**Lo que se pide:** Copia sin cambiar nada las líneas de los ítems de abajo: empieza en la que tiene "the shop front" y para después de la que tiene "231,266,244,366". Incluye las dos.

**Datos proporcionados:**
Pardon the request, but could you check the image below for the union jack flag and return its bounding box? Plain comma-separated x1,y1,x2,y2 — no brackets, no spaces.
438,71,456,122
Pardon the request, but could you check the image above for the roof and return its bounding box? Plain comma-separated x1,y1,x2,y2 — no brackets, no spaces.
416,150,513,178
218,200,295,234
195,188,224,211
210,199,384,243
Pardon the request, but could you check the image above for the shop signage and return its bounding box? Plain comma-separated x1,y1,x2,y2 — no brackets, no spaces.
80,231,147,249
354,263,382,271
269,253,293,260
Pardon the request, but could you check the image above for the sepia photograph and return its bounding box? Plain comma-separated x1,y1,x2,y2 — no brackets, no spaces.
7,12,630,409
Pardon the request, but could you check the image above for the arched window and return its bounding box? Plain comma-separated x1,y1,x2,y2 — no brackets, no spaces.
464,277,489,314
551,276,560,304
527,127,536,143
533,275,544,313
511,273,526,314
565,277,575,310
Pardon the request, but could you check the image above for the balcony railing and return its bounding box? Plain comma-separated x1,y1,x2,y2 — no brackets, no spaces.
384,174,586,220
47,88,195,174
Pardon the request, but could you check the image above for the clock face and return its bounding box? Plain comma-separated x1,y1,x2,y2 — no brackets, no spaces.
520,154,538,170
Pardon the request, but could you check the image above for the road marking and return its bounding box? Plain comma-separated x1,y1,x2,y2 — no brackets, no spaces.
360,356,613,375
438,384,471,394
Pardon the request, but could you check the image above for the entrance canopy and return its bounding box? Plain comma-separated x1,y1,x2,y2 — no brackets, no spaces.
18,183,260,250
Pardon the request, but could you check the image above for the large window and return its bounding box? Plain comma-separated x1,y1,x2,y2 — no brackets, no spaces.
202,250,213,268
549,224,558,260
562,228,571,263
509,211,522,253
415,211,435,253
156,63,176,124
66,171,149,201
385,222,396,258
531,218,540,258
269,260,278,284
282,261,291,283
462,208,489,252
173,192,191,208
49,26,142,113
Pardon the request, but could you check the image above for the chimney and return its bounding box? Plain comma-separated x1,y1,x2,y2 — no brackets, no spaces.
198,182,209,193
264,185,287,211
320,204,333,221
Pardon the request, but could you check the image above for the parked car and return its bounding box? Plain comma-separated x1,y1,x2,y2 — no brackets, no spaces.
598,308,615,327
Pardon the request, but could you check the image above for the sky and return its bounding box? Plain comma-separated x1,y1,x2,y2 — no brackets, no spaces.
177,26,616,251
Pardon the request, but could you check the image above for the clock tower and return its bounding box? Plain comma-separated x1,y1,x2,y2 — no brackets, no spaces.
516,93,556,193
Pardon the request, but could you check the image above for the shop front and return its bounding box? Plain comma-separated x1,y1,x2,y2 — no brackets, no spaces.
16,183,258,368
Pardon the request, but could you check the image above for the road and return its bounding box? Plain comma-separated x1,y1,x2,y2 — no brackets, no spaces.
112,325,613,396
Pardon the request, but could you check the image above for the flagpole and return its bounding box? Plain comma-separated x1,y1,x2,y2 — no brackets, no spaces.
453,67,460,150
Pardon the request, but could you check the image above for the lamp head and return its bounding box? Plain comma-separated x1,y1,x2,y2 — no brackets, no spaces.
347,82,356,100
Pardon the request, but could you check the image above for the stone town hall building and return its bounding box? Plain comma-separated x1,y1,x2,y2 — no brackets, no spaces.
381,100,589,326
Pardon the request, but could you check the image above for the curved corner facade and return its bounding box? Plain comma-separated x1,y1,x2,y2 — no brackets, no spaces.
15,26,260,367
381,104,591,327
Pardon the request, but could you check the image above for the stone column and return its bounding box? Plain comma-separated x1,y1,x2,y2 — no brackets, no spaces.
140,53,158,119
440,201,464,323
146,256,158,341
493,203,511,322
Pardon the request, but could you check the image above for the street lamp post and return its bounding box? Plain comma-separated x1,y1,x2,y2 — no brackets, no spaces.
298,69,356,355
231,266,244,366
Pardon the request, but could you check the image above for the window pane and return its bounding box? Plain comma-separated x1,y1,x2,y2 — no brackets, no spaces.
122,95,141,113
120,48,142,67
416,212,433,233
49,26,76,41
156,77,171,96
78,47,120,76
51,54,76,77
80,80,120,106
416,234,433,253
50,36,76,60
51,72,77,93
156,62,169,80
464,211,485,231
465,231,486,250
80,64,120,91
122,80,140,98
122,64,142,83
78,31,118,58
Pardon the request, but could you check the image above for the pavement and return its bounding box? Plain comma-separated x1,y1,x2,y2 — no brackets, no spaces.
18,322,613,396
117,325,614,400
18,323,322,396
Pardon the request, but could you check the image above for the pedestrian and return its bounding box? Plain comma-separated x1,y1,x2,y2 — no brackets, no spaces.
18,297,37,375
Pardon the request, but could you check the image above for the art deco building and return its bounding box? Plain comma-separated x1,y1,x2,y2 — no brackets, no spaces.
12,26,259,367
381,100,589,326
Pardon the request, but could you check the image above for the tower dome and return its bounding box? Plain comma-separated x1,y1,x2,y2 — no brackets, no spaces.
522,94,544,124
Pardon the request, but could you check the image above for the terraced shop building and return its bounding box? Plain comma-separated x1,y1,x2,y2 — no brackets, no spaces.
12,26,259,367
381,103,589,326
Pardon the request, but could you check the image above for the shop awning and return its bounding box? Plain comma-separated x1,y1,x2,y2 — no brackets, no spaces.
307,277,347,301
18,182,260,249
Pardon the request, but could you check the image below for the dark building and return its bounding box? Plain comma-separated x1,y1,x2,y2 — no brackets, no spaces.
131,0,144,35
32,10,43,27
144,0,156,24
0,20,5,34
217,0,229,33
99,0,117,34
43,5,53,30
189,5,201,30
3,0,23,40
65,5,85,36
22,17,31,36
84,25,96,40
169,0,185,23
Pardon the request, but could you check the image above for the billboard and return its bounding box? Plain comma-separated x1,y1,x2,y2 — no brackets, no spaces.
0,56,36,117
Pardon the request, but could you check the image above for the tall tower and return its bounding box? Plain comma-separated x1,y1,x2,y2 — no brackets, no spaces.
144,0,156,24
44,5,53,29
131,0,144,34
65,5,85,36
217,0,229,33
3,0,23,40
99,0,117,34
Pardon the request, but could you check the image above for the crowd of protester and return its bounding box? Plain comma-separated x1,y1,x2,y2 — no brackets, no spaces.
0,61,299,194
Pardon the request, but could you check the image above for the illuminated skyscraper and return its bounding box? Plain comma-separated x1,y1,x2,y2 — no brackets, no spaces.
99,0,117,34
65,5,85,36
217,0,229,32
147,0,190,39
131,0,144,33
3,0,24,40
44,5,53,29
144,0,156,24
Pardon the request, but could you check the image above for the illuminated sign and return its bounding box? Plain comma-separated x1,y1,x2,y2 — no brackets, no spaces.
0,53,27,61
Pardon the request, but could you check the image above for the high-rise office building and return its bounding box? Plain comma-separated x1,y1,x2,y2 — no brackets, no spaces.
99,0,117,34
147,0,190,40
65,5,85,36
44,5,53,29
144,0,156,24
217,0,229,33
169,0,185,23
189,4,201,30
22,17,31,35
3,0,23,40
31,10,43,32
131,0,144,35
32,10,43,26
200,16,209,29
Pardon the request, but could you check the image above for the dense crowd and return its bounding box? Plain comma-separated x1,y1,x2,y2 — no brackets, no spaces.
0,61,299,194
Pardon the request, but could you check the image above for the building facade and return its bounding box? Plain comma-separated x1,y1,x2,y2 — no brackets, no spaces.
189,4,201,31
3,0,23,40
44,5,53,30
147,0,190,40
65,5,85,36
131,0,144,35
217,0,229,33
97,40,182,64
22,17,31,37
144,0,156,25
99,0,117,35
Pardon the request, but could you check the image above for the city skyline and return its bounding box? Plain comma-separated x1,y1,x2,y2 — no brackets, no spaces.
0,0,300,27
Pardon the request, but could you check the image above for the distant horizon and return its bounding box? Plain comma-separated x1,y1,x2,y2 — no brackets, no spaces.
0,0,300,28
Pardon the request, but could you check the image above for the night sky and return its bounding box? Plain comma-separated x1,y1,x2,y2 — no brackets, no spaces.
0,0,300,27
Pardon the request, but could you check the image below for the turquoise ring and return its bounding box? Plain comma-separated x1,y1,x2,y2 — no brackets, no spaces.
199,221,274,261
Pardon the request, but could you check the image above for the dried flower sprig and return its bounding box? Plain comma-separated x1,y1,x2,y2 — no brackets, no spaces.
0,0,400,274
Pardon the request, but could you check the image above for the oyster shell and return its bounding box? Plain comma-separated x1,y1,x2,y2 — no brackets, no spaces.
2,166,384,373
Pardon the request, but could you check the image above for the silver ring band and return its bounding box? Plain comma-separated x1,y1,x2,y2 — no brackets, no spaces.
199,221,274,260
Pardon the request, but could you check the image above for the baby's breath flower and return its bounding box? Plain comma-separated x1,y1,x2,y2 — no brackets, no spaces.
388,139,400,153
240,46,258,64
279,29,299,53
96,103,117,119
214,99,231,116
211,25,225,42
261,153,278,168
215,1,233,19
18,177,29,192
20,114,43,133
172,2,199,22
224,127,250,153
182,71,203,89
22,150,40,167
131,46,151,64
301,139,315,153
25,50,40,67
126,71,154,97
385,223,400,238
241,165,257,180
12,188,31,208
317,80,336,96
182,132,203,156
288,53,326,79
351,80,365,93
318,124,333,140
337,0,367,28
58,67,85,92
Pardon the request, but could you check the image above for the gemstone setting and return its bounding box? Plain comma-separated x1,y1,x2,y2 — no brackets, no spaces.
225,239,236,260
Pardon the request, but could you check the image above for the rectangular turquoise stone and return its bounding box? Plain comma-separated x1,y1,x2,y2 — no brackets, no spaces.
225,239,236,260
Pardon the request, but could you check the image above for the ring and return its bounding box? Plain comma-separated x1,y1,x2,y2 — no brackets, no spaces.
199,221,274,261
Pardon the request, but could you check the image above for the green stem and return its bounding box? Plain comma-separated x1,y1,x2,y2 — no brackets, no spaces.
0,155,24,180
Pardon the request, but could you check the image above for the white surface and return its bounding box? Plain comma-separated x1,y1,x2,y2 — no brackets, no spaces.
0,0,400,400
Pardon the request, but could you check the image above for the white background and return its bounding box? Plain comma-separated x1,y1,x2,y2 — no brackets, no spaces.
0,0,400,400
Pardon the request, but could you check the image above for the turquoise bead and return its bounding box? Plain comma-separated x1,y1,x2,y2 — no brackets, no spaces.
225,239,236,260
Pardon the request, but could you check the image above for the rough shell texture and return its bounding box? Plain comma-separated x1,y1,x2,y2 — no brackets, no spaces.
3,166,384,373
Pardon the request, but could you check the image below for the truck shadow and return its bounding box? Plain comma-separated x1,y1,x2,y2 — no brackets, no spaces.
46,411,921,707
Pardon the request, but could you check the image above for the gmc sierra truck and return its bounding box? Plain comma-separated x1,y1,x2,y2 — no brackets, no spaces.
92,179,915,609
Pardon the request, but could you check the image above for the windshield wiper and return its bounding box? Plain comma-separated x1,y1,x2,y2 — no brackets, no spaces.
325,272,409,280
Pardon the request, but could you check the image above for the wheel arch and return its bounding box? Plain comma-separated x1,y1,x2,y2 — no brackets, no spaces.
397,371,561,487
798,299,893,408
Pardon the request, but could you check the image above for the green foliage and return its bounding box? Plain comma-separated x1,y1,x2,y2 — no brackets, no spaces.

**La solución:**
Pardon the request, but could you check the image above for the shop front and return its bounding box? Plain comma-separated x1,y1,x2,y2 — no brackets, no spaces.
16,183,258,368
Pardon the request, but could you check the image above for the road and return its bounding box? Plain comma-separated x1,y1,x2,y2 — no brackets, no spaces.
112,325,613,396
Pardon the request, but could you check the image above for the flagpole and return its bounding box? Plain comma-separated x1,y1,x2,y2 — no brackets, no spaces.
453,67,460,150
Pardon the request, but could you check the image above for the lamp head and return its bounding box? Plain comma-separated x1,y1,x2,y2 — no brackets, no spaces.
347,82,356,100
Pardon the request, but could you check the image above for the stone town hall building and return its bounding box? Plain comma-separated x1,y1,x2,y2 — no brackets, no spaces.
381,100,589,326
Pardon the request, but could you check the image above for the curved corner facade and return its bounding box? Plain comma-separated x1,y1,x2,y2 — no brackets, no spaces.
15,26,260,367
381,104,591,327
Pardon the request, but could you check the image above for the stone column and return its bounding box? Plain comma-separated x1,y1,x2,y2 — no brackets, no spaces.
140,53,158,119
440,201,464,323
146,256,158,341
493,203,511,322
Pardon the request, but could you check the image above for the street lamp post and return its bounding box? Plain comma-separated x1,y1,x2,y2 — no brackets, no spaces.
298,69,356,355
231,266,244,366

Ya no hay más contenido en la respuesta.